EXCERPTED PASSAGE:
BEGIN
Tuesday, April 27, 2010

Permenant Interstim Friday!

The "call" came a couple of weeks ago. They finally approved my Interstim! It has been a roller coaster of emotions since. I am so excited, happy, yet scared that this is a dream, or they will change their mind. What if something happens and it has to be rescheduled? etc, etc, etc. I am trying as hard as I can not to get my hopes up. But I have been waiting almost 3 months for this approval. During that time I have had to deal with my bladder getting distended and cathing myself. Definetly not a fun thing to do. But you can call me the "cath queen"!

So, Friday is my surgery date. This Friday. All week long I have been just staring at the Interstim photos, and reading people's stories. I am obsessing over this and trying so hard not too. My life is really going to change. I laugh off the retention and bladder spasm/pain issues, but deep down it hurts and is embarrassing. During school/clinicals they say "ok lets take a quick bathroom break" and I think, "gee that would be nice, wish I could".

Friday is so close, yet so far away. I can almost touch it, feel it, smell it, taste it. I know most of that is not even possible but it is within my grasp!
END
Saved entries:
BEGIN
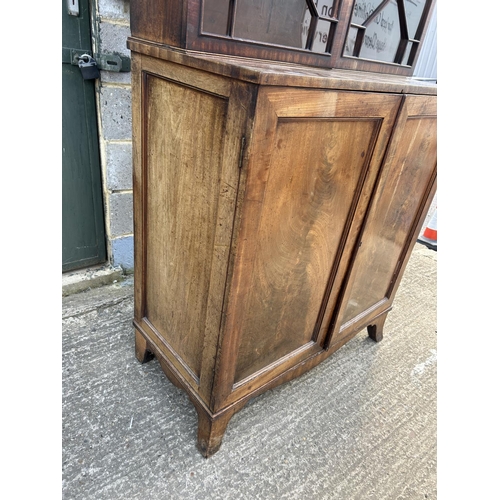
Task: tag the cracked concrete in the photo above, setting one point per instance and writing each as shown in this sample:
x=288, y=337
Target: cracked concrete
x=361, y=425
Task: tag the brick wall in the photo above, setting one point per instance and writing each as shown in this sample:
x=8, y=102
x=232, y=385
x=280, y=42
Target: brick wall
x=111, y=29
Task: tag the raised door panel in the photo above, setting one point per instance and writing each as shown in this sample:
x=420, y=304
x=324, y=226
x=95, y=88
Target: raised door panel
x=403, y=191
x=186, y=194
x=312, y=154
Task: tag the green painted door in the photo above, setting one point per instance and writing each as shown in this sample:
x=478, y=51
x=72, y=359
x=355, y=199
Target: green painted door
x=83, y=238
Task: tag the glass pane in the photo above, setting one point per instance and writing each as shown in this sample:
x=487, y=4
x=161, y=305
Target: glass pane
x=325, y=9
x=407, y=53
x=382, y=35
x=414, y=9
x=271, y=21
x=362, y=10
x=215, y=14
x=349, y=45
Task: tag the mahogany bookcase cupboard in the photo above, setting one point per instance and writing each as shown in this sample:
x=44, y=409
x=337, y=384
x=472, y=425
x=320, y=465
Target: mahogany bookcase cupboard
x=275, y=208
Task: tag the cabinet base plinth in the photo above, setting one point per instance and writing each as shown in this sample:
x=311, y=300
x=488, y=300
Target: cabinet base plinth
x=376, y=329
x=142, y=353
x=211, y=431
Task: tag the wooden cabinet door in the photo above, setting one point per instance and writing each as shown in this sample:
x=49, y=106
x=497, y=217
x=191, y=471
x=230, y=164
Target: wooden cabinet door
x=400, y=202
x=313, y=160
x=188, y=127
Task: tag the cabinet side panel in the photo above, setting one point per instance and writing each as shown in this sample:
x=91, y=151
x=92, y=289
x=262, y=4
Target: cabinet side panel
x=158, y=21
x=185, y=142
x=396, y=204
x=316, y=169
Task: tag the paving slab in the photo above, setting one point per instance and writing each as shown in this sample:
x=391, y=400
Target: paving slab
x=362, y=425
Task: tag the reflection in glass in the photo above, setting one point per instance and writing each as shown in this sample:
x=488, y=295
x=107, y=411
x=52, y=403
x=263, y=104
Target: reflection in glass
x=414, y=10
x=382, y=35
x=271, y=21
x=376, y=33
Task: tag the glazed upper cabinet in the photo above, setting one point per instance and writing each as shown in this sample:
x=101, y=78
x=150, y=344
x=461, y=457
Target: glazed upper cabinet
x=275, y=208
x=379, y=35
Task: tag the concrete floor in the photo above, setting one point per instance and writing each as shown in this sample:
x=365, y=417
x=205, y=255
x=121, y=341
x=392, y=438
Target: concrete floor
x=362, y=425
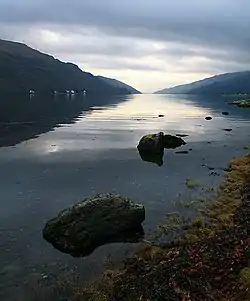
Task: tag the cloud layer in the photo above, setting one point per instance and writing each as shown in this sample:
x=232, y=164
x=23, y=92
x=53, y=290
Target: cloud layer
x=150, y=44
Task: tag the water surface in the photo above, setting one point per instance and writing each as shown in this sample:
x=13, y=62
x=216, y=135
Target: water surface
x=70, y=149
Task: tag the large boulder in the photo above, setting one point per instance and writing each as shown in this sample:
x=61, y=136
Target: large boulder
x=95, y=221
x=155, y=143
x=151, y=143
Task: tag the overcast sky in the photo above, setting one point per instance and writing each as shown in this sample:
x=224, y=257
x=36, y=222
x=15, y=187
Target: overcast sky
x=150, y=44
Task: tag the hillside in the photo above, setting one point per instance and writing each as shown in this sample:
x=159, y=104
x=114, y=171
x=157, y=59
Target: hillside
x=228, y=83
x=23, y=68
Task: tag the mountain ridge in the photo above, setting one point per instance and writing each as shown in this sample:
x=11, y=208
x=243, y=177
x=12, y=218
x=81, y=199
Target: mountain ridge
x=226, y=83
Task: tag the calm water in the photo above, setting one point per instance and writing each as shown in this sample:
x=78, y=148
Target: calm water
x=66, y=152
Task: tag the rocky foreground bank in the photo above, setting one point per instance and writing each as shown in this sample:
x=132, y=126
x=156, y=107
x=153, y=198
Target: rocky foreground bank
x=211, y=261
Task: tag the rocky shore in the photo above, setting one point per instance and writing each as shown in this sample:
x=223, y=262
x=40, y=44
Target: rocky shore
x=209, y=262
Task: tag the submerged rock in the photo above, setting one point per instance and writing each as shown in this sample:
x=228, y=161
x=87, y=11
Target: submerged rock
x=152, y=143
x=105, y=218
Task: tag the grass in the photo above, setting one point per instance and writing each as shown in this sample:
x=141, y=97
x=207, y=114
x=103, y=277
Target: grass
x=209, y=262
x=206, y=260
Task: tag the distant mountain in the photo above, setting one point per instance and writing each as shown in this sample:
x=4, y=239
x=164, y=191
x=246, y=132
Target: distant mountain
x=228, y=83
x=119, y=85
x=23, y=68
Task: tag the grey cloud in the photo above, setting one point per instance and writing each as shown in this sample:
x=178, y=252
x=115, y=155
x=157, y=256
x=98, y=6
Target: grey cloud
x=103, y=31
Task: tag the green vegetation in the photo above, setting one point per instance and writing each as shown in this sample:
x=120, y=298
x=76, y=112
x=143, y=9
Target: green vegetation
x=23, y=68
x=209, y=261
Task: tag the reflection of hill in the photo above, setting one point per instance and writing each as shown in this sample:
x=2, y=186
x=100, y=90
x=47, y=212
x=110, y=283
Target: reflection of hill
x=23, y=118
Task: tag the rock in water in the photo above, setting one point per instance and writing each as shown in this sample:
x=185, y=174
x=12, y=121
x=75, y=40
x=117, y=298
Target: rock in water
x=152, y=143
x=96, y=221
x=155, y=143
x=170, y=141
x=156, y=158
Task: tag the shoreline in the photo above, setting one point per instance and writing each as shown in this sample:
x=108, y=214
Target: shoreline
x=209, y=262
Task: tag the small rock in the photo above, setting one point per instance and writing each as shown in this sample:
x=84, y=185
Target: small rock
x=152, y=143
x=182, y=152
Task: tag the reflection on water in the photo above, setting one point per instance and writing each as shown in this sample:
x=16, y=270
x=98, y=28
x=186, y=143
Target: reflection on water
x=156, y=158
x=78, y=247
x=89, y=147
x=23, y=118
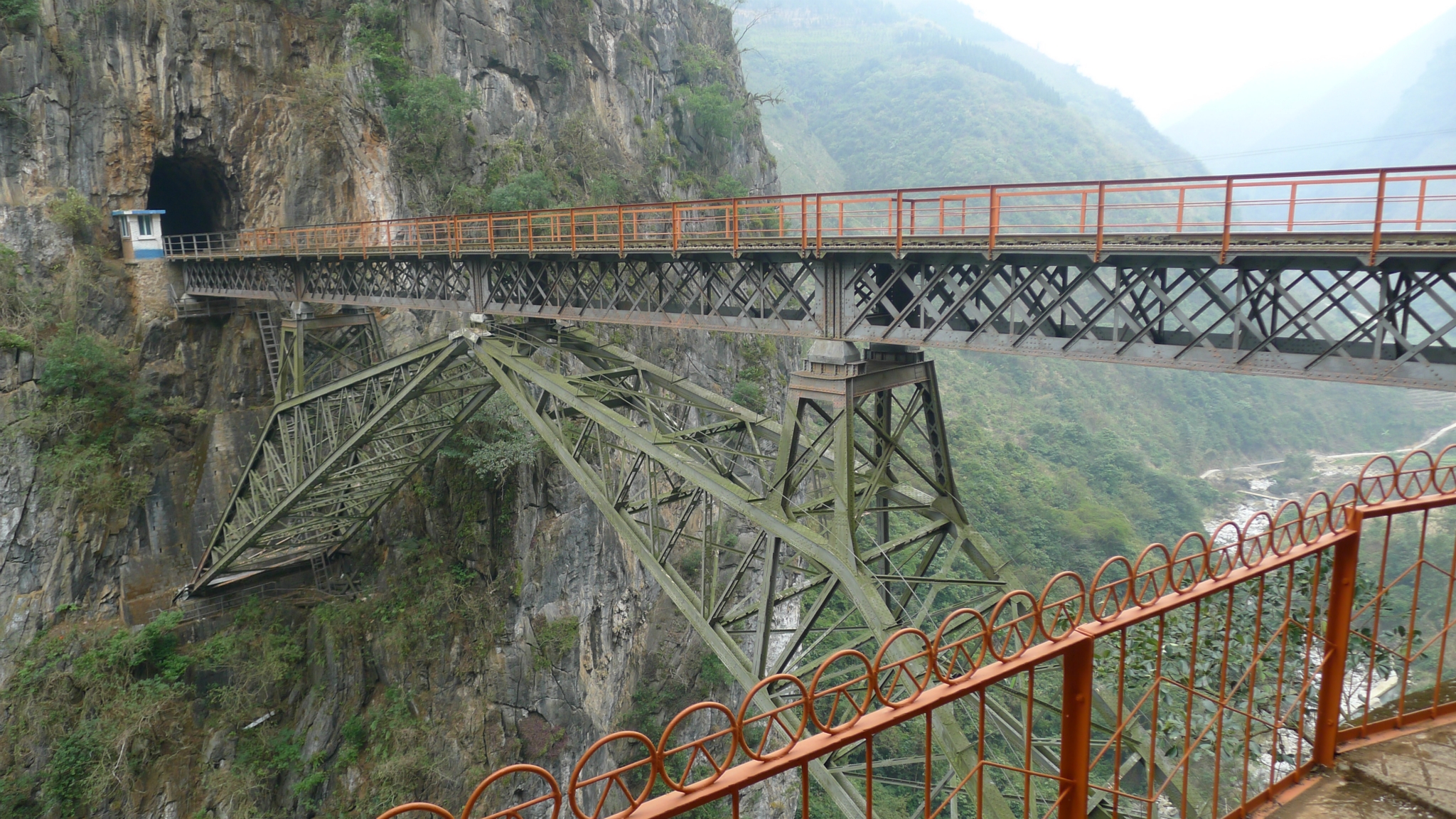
END
EXERCISES:
a) Write out the passage of the Interstim blog post that opens with the words containing "So, Friday is" and closes with "within my grasp!".
b) In the Interstim blog post, list every verb followed by "it" in the sentence that begins "I can almost".
c) Proceed with the Interstim blog post from the point at which it stops.

LIST OF ANSWERS:
a)
So, Friday is my surgery date. This Friday. All week long I have been just staring at the Interstim photos, and reading people's stories. I am obsessing over this and trying so hard not too. My life is really going to change. I laugh off the retention and bladder spasm/pain issues, but deep down it hurts and is embarrassing. During school/clinicals they say "ok lets take a quick bathroom break" and I think, "gee that would be nice, wish I could".

Friday is so close, yet so far away. I can almost touch it, feel it, smell it, taste it. I know most of that is not even possible but it is within my grasp!

b) touch, feel, smell, taste

c)
The pain from the endo is getting worse. I only haved 2 more Lupron injections and then I am done. What will I do when the pain continues and i cant do Lupron anymore? That is my fear. In the meantime I have been doing PT. It is going ok. I thought it was helping at first, but the past week or 2 the pain has gotten worse. I am tired of being in pain, tired of hurting, tired of not sleeping, tired of not peeing and so on and so on.

I really think that there is more to my problems that Endo and Urinary Retention. My urologist says I dont have IC, but I really feel as if I do. I have all the symptoms except the peeing 50 times a day. But my bladder spasms, its painful, it hurts when it is fulls, hurts when its emptied.

I also wonder if there is more to my endo pain than endo. I know I dont have fibromyalgia, but I wonder if there is something else. I have been seeing a pelvic pain specialist. He has been great. He has been trying all sorts of treatments to see what helps. Each time I go he discovers another problem. So, we are working on one thing at a time to see if it will help with the others. Right now, he is trying to get my inflammation under control (bladder, uterus, pelvic walls, etc all majorly inflammed). He has me taking valium (and not the traditional way if you know what I mean) to get the inflammation down. The hope is that this will take pressure off of the bladder and groin area (where my endo pain is) and help decrease that.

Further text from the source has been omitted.